— Listed records —

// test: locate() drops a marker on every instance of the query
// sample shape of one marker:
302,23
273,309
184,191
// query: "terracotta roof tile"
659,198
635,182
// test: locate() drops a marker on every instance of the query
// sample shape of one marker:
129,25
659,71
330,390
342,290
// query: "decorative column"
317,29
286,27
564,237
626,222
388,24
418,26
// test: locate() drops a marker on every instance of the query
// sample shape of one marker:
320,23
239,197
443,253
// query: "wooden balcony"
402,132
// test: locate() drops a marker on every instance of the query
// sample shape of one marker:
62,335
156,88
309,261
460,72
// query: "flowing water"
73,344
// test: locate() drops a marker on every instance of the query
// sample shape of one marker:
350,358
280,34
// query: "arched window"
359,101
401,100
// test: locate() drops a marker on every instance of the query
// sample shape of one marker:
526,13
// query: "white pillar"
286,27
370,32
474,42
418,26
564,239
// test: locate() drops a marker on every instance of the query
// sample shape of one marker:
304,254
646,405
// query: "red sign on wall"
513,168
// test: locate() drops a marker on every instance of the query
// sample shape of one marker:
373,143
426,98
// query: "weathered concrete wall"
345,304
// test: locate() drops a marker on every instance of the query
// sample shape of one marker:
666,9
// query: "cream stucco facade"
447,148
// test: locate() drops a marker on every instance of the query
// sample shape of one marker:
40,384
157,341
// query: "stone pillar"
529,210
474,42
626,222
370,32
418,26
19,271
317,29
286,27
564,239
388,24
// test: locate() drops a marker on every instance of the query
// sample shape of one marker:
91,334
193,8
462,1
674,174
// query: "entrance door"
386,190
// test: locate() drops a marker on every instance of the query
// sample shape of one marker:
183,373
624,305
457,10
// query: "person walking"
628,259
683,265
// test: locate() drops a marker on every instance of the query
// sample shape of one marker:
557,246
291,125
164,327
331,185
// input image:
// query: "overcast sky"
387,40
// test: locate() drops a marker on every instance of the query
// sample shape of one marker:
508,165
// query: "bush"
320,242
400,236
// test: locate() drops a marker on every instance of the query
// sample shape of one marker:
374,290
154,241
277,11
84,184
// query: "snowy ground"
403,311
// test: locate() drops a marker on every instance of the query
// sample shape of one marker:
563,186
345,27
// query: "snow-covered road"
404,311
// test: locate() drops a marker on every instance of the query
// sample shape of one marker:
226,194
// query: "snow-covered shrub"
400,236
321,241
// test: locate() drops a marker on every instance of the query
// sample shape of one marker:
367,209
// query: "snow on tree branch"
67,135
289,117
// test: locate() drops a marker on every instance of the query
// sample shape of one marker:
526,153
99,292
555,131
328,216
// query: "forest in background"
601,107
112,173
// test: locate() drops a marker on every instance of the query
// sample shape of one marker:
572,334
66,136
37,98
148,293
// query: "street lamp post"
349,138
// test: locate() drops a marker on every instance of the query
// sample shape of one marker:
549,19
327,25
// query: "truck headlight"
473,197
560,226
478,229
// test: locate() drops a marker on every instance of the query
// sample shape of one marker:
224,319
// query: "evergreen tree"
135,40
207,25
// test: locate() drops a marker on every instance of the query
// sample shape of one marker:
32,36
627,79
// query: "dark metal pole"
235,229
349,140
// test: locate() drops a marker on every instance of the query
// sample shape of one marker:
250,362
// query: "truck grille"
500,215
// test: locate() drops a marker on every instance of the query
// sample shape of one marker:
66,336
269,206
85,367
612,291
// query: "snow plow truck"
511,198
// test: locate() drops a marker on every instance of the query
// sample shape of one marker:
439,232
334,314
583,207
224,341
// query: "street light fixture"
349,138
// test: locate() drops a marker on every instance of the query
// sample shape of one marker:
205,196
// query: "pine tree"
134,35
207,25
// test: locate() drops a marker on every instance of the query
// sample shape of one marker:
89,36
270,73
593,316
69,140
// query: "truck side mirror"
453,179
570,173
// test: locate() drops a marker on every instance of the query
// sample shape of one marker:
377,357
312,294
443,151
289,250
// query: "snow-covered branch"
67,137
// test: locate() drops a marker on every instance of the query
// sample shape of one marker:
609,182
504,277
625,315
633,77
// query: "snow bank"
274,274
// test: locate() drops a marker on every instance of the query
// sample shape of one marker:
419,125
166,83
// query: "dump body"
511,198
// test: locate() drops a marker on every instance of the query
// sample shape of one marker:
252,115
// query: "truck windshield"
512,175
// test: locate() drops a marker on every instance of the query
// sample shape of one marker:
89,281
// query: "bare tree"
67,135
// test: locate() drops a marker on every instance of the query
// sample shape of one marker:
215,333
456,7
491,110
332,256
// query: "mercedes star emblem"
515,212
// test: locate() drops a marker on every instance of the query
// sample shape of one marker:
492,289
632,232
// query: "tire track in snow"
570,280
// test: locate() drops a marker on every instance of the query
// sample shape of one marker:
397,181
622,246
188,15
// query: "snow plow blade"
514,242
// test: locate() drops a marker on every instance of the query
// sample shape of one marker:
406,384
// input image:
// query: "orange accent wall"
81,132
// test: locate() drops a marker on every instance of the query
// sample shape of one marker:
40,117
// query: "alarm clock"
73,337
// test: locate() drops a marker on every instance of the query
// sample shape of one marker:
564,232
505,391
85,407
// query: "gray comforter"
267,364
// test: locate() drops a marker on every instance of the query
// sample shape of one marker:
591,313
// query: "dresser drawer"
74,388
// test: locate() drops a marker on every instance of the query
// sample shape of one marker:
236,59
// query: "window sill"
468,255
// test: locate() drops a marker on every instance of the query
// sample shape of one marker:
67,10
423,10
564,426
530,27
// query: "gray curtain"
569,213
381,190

— Challenge —
Write down all the entries again without a single difference.

— Exercise solution —
// test: locate() drops a marker on every instance of the query
// sample shape of one marker:
302,23
273,309
184,191
// query: "terracotta roof tile"
659,198
635,182
// test: locate() drops a marker on every instance of the query
// sample shape of one marker:
129,25
659,71
330,390
342,290
// query: "decorative column"
317,29
286,27
564,237
626,222
388,24
418,26
// test: locate() drops a marker on every instance of the query
// sample shape of one marker:
320,23
239,197
443,253
// query: "wooden balcony"
402,132
// test: locate() drops a marker on every instance of the query
// sample shape of one marker:
62,335
156,88
309,261
460,72
// query: "flowing water"
73,344
// test: locate() drops a marker on every instance of the query
// sample shape of one marker:
350,358
280,34
// query: "arched window"
359,101
401,100
// test: locate() drops a marker on every instance of the query
// sample shape of one marker:
526,13
// query: "white pillar"
286,27
370,32
474,42
418,26
564,239
// test: locate() drops a marker on every instance of the query
// sample shape of one marker:
304,254
646,405
// query: "red sign on wall"
513,168
// test: locate() drops a marker on every instance of the query
// sample shape of one marker:
373,143
426,98
// query: "weathered concrete wall"
345,304
// test: locate() drops a marker on every instance of the query
// sample shape of one marker:
666,9
// query: "cream stucco facade"
447,148
// test: locate() drops a marker on every instance of the query
// sample shape of one marker:
40,384
157,341
// query: "stone pillar"
529,210
474,42
626,222
370,32
418,26
19,271
317,29
286,27
564,239
388,24
// test: locate() drops a marker on every instance of the query
// sample shape of one marker:
91,334
193,8
462,1
674,174
// query: "entrance door"
386,190
// test: locate() drops a marker on every instance of the query
// sample shape of one marker:
183,373
624,305
457,10
// query: "person walking"
628,259
683,265
// test: locate() drops a marker on every instance of the query
// sample shape of one marker:
557,246
291,125
164,327
331,185
// input image:
// query: "overcast sky"
387,40
// test: locate() drops a marker on every instance of the query
// sample shape of one marker:
508,165
// query: "bush"
320,242
400,236
// test: locate() drops a marker on every instance of the query
// sample shape of one marker:
374,290
154,241
277,11
84,184
// query: "snowy ground"
403,311
// test: locate() drops a marker on every instance of the query
// sample shape of one marker:
563,186
345,27
// query: "snow-covered road"
404,311
// test: locate() drops a marker on every instance of the query
// sample shape of one marker:
226,194
// query: "snow-covered shrub"
400,236
321,241
// test: locate() drops a marker on every instance of the query
// sample shape of one marker:
367,209
// query: "snow on tree branch"
67,135
289,117
// test: locate() drops a marker on every instance of the query
// sample shape of one marker:
526,153
99,292
555,131
328,216
// query: "forest in background"
601,107
112,173
// test: locate() drops a marker on every instance of the query
// sample shape of one marker:
572,334
66,136
37,98
148,293
// query: "street lamp post"
349,138
// test: locate() drops a marker on every instance of the query
// sample shape of one marker:
549,19
327,25
// query: "truck headlight"
473,197
560,226
478,229
// test: locate() drops a marker on every instance of the query
// sample shape of one marker:
224,319
// query: "evergreen tree"
135,40
207,25
// test: locate() drops a marker on every instance of the query
// sample shape of one marker:
32,36
627,79
// query: "dark metal pole"
235,229
349,140
// test: locate() drops a marker on every instance of the query
// sample shape of one marker:
250,362
// query: "truck grille"
500,215
// test: locate() drops a marker on every instance of the query
// sample shape of one marker:
66,336
269,206
85,367
612,291
// query: "snow plow truck"
511,198
// test: locate() drops a marker on every instance of the query
// sample shape of one marker:
439,232
334,314
583,207
224,341
// query: "street light fixture"
349,138
// test: locate() drops a marker on every instance of the query
// sample shape of one marker:
205,196
// query: "pine tree"
134,35
207,25
// test: locate() drops a marker on every instance of the query
// sample shape of one marker:
89,36
270,73
593,316
69,140
// query: "truck side mirror"
453,179
570,173
// test: locate() drops a marker on every instance of the query
// sample shape of one marker:
377,357
312,294
443,151
289,250
// query: "snow-covered branch"
67,137
// test: locate() drops a marker on every instance of the query
// sample shape of one marker:
609,182
504,277
625,315
633,77
// query: "snow bank"
274,274
// test: locate() drops a marker on every instance of the query
// sample shape of one marker:
419,125
166,83
// query: "dump body"
511,198
// test: locate() drops a marker on every instance of the query
// sample shape of one marker:
252,115
// query: "truck windshield"
512,175
// test: locate() drops a marker on every instance of the query
// sample shape of one marker:
89,281
// query: "bare tree"
67,135
// test: locate() drops a marker on every instance of the query
// sample shape of one marker:
215,333
456,7
491,110
332,256
// query: "mercedes star emblem"
515,212
// test: locate() drops a marker on every instance of the query
// sample shape of one marker:
492,289
632,232
// query: "tire track in snow"
570,280
// test: locate() drops a marker on every instance of the query
// sample shape of one marker:
397,181
622,246
188,15
// query: "snow plow blade"
514,242
// test: locate() drops a marker on every instance of the query
// sample shape of one marker:
406,384
// input image:
// query: "orange accent wall"
81,132
// test: locate() drops a marker on every instance of the query
// sample shape of one marker:
40,117
// query: "alarm clock"
73,337
// test: locate() drops a marker on every instance of the query
// sample shape of one marker:
564,232
505,391
85,407
// query: "gray comforter"
267,364
// test: locate() drops a marker on every instance of the query
// sample shape of one marker:
591,313
// query: "dresser drawer"
74,388
// test: locate() drops a marker on every instance of the query
// sample shape of one marker:
236,59
// query: "window sill"
468,255
// test: locate() drops a marker on every instance of the query
// sample shape of one marker:
67,10
423,10
564,426
530,27
// query: "gray curtain"
569,213
381,190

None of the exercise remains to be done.